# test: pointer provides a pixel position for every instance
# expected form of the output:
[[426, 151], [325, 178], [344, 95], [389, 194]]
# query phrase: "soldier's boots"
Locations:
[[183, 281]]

::::::::

## [Exercise goal]
Copy all the data. Match it exactly.

## [Solution for this exercise]
# test: pointer provides a pixel position for every instance
# expected form of the output:
[[426, 151], [325, 178], [344, 95], [389, 194]]
# query phrase: "soldier's boots"
Locations:
[[183, 281]]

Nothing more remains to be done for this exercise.